Exercise goal
Each record below should appear again exactly as written.

☆ ☆ ☆ ☆ ☆ ☆ ☆

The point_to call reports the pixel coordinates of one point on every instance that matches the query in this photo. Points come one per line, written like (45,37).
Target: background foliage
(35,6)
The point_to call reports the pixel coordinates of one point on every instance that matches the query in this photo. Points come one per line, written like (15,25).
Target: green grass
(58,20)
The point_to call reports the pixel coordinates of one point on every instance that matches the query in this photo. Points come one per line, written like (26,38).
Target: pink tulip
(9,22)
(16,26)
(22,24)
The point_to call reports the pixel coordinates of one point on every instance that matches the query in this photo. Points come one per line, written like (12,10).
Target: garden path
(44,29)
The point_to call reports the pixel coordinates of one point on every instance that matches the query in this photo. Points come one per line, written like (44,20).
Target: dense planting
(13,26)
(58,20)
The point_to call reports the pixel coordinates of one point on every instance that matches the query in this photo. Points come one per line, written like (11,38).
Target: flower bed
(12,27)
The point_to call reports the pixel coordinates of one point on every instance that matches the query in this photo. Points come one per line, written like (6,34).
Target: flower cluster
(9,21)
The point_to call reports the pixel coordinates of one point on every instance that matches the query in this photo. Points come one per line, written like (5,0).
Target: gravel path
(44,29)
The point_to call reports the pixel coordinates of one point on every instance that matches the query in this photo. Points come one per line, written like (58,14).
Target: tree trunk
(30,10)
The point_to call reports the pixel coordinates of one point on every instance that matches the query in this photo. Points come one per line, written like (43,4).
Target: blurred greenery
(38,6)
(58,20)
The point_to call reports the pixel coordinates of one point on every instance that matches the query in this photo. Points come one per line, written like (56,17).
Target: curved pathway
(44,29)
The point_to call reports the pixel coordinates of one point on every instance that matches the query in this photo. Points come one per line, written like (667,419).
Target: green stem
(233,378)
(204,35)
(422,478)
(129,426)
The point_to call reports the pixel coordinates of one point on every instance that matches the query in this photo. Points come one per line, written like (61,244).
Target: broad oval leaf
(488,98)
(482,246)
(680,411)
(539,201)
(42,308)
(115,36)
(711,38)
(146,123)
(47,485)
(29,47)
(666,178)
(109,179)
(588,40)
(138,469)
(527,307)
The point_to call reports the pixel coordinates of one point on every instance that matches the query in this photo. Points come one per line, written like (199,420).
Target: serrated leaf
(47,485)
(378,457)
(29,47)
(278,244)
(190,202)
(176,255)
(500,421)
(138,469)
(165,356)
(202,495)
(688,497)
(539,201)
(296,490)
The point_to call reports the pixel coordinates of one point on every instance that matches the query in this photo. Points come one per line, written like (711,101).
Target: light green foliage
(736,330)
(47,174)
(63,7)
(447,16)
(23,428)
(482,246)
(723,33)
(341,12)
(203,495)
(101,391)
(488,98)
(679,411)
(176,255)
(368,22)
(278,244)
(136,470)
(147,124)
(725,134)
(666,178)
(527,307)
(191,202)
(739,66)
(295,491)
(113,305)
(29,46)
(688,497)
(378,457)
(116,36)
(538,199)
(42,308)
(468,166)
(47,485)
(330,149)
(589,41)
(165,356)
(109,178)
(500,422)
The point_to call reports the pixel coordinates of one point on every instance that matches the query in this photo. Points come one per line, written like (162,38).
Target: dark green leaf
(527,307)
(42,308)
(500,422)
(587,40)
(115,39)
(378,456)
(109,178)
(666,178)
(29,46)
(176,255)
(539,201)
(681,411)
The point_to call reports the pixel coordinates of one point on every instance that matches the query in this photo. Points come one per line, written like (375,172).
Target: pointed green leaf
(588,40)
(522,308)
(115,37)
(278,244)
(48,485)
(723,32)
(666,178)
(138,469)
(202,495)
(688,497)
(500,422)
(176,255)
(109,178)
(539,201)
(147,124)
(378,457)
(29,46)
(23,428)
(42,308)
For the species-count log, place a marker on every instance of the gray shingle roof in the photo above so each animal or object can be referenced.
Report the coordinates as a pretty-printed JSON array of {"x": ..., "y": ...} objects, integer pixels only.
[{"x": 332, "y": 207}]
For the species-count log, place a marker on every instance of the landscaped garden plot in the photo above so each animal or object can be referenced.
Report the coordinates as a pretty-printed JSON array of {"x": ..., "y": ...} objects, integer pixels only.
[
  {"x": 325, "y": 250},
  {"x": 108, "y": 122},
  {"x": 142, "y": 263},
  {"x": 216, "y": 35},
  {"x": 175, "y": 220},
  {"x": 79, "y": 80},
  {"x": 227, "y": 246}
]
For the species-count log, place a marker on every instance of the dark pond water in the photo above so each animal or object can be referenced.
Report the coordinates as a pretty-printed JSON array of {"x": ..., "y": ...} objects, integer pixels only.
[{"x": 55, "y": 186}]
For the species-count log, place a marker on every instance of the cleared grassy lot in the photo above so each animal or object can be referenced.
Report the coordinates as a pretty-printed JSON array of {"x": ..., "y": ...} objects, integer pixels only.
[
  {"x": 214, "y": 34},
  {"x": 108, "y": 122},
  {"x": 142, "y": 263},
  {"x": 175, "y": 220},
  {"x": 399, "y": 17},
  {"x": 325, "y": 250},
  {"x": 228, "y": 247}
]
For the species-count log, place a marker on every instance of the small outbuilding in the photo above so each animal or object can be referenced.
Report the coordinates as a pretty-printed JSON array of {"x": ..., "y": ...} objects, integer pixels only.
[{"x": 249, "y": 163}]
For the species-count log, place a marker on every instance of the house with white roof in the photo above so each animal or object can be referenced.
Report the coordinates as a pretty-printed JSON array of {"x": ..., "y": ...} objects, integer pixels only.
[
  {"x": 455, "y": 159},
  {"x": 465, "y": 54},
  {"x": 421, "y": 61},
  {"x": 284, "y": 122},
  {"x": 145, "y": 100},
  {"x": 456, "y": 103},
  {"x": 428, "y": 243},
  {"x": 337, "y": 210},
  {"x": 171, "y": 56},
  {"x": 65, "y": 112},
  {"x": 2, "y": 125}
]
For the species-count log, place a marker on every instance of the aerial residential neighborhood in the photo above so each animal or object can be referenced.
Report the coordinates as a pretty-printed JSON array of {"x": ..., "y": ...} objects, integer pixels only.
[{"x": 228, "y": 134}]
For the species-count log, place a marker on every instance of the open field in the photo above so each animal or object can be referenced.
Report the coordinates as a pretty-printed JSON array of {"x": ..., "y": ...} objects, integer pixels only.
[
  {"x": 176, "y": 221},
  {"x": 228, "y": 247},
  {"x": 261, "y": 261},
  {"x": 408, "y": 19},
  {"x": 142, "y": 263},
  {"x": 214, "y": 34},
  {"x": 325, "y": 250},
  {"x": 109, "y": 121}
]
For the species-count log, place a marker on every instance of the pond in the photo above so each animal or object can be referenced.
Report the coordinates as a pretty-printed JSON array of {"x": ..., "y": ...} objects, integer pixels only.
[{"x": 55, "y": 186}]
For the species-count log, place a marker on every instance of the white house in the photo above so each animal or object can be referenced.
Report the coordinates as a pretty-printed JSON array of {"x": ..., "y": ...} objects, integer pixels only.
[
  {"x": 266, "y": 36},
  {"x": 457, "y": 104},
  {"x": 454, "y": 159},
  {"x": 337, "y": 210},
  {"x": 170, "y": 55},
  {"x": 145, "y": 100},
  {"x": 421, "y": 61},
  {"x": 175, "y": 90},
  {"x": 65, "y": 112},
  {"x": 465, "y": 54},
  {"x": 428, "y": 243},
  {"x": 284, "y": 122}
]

☆ ☆ ☆ ☆ ☆ ☆ ☆

Worked solution
The point_to call reports the pixel coordinates of one point on every instance that matches the query in this photo. Points come one per line, written like (45,37).
Target: background foliage
(35,6)
The point_to call reports the pixel coordinates of one point on every instance that matches the query in this photo. Points come one per line, written like (15,25).
Target: green grass
(58,20)
The point_to call reports the pixel coordinates of one point on every instance that matches the query in this photo. Points come one per line, written like (26,38).
Target: pink tulip
(9,22)
(16,26)
(22,24)
The point_to call reports the pixel coordinates of one point on every instance that matches the query in this photo. Points come one per line, written like (12,10).
Target: garden path
(44,29)
The point_to call reports the pixel coordinates of one point on every instance that matches the query in this photo. Points come one per line, written like (44,20).
Target: dense planting
(13,26)
(58,20)
The point_to call reports the pixel coordinates of one point on every instance that matches the query in this photo. Points come one per line, written like (11,38).
Target: flower bed
(12,27)
The point_to call reports the pixel coordinates of one point on every instance that matches the query in this photo. Points come one per line, written like (6,34).
Target: flower cluster
(9,21)
The point_to call reports the pixel coordinates of one point on every instance that matches the query in this photo. Points come one per line, written like (5,0).
Target: gravel path
(44,29)
The point_to call reports the pixel coordinates of one point on every instance that matches the query in this photo. Points come one per line, written like (58,14).
Target: tree trunk
(30,10)
The point_to call reports the pixel coordinates of one point on every instance that matches the query in this photo. Points come one per line, written like (43,4).
Target: blurred greenery
(38,6)
(58,20)
The point_to call reports the pixel coordinates of one point on every instance that matches the query in this photo. Points come one per line, written like (56,17).
Target: curved pathway
(44,29)
The point_to call reports the pixel coordinates of one point on every instance that matches the query in this photo. Points come one per line, written like (667,419).
Target: green stem
(233,378)
(204,35)
(422,478)
(129,426)
The point_to call reports the pixel coordinates of one point on every instance that matches the query in this photo. Points come one per line, written like (61,244).
Target: broad oval leaf
(488,98)
(482,246)
(680,411)
(539,201)
(42,308)
(115,36)
(711,38)
(146,123)
(47,485)
(29,47)
(666,178)
(109,179)
(588,40)
(138,469)
(527,307)
The point_to call reports the pixel coordinates of one point on every instance that matches the query in this photo. Points come one per line, written like (199,420).
Target: serrated leaf
(47,485)
(378,457)
(29,47)
(278,244)
(190,202)
(176,255)
(500,421)
(138,469)
(165,356)
(202,495)
(688,497)
(539,201)
(296,490)
The point_to call reports the pixel coordinates of one point on every instance that matches the query in this photo. Points come one per line, written like (711,101).
Target: light green foliage
(736,330)
(47,174)
(63,7)
(447,16)
(23,428)
(482,246)
(723,33)
(341,12)
(203,495)
(101,391)
(488,98)
(679,411)
(176,255)
(368,22)
(278,244)
(136,470)
(147,124)
(725,134)
(666,178)
(527,307)
(191,202)
(739,66)
(295,491)
(113,305)
(29,46)
(688,497)
(378,457)
(116,36)
(538,199)
(42,308)
(468,166)
(47,485)
(330,149)
(589,41)
(165,356)
(109,178)
(500,422)
The point_to call reports the pixel coordinates of one point on every instance that matches the query in this photo. Points come one per line, written like (162,38).
Target: dark green leaf
(527,307)
(42,308)
(500,422)
(587,40)
(115,39)
(378,456)
(109,178)
(666,178)
(29,46)
(176,255)
(539,201)
(681,411)
The point_to call reports the pixel coordinates of one point on every instance that matches the query in this photo. Points come one per line, written like (375,172).
Target: pointed green leaf
(588,40)
(522,308)
(115,37)
(278,244)
(48,485)
(723,32)
(666,178)
(138,469)
(202,495)
(688,497)
(500,422)
(176,255)
(109,178)
(539,201)
(147,124)
(378,457)
(29,46)
(23,428)
(42,308)
For the species-count log, place a marker on every instance of the gray shingle roof in the photo above so each animal or object can be referenced.
Report the coordinates as a pretty-printed JSON array of {"x": ..., "y": ...} objects, integer pixels only.
[{"x": 332, "y": 207}]
For the species-count log, place a marker on every instance of the landscaped garden plot in the photo above so each animal or object can be referenced.
Report the coordinates as a pretty-printed JSON array of {"x": ..., "y": ...} objects, integer pixels only.
[
  {"x": 325, "y": 250},
  {"x": 108, "y": 122},
  {"x": 142, "y": 263},
  {"x": 216, "y": 35},
  {"x": 175, "y": 220},
  {"x": 79, "y": 80},
  {"x": 227, "y": 246}
]
For the species-count log, place a marker on every instance of the dark pond water in the photo above so each animal or object can be referenced.
Report the coordinates as a pretty-printed JSON array of {"x": ..., "y": ...} objects, integer pixels only.
[{"x": 55, "y": 186}]
For the species-count log, place a marker on every instance of the cleared grassy lot in the photo above so each animal or object can be referenced.
Report the coordinates as a pretty-printed JSON array of {"x": ..., "y": ...} objects, integer pixels only.
[
  {"x": 214, "y": 34},
  {"x": 108, "y": 122},
  {"x": 142, "y": 263},
  {"x": 175, "y": 220},
  {"x": 399, "y": 17},
  {"x": 325, "y": 250},
  {"x": 228, "y": 247}
]
For the species-count log, place a marker on every instance of the small outbuilding in the photo above so each animal or object can be referenced.
Report the coordinates as a pretty-printed JSON array of {"x": ..., "y": ...} objects, integer pixels only.
[{"x": 249, "y": 163}]
For the species-count log, place a marker on every instance of the house with white roof in the photo above so each animal or object can be referenced.
Report the coordinates as a pretty-printed JSON array of {"x": ..., "y": ...} objects, integer pixels only.
[
  {"x": 455, "y": 159},
  {"x": 465, "y": 54},
  {"x": 421, "y": 61},
  {"x": 284, "y": 122},
  {"x": 145, "y": 100},
  {"x": 456, "y": 103},
  {"x": 428, "y": 243},
  {"x": 337, "y": 210},
  {"x": 171, "y": 56},
  {"x": 65, "y": 112},
  {"x": 2, "y": 125}
]
For the species-count log, place a marker on every instance of the aerial residential neighborhood in the photo above so each animal or object can be referenced.
Report the coordinates as a pretty-printed JSON array of {"x": ..., "y": ...} objects, integer pixels only.
[{"x": 228, "y": 134}]
For the species-count log, place a marker on every instance of the open field in the photo above so each animal or object can be referenced.
Report the coordinates as a pretty-printed JSON array of {"x": ..., "y": ...} objects, integer pixels only.
[
  {"x": 176, "y": 221},
  {"x": 228, "y": 247},
  {"x": 261, "y": 261},
  {"x": 408, "y": 19},
  {"x": 142, "y": 263},
  {"x": 214, "y": 34},
  {"x": 325, "y": 250},
  {"x": 109, "y": 121}
]
For the species-count log, place a marker on every instance of the pond in the photo above so each animal or object can be referenced.
Report the coordinates as a pretty-printed JSON array of {"x": ..., "y": ...} objects, integer pixels only.
[{"x": 55, "y": 186}]
For the species-count log, place a marker on every instance of the white house in the photo above so each animal or object can be referenced.
Report the coordinates as a pretty-printed JSON array of {"x": ..., "y": ...} objects, integer pixels only.
[
  {"x": 266, "y": 36},
  {"x": 457, "y": 104},
  {"x": 454, "y": 159},
  {"x": 337, "y": 210},
  {"x": 170, "y": 55},
  {"x": 145, "y": 100},
  {"x": 421, "y": 61},
  {"x": 175, "y": 90},
  {"x": 65, "y": 112},
  {"x": 465, "y": 54},
  {"x": 428, "y": 243},
  {"x": 284, "y": 122}
]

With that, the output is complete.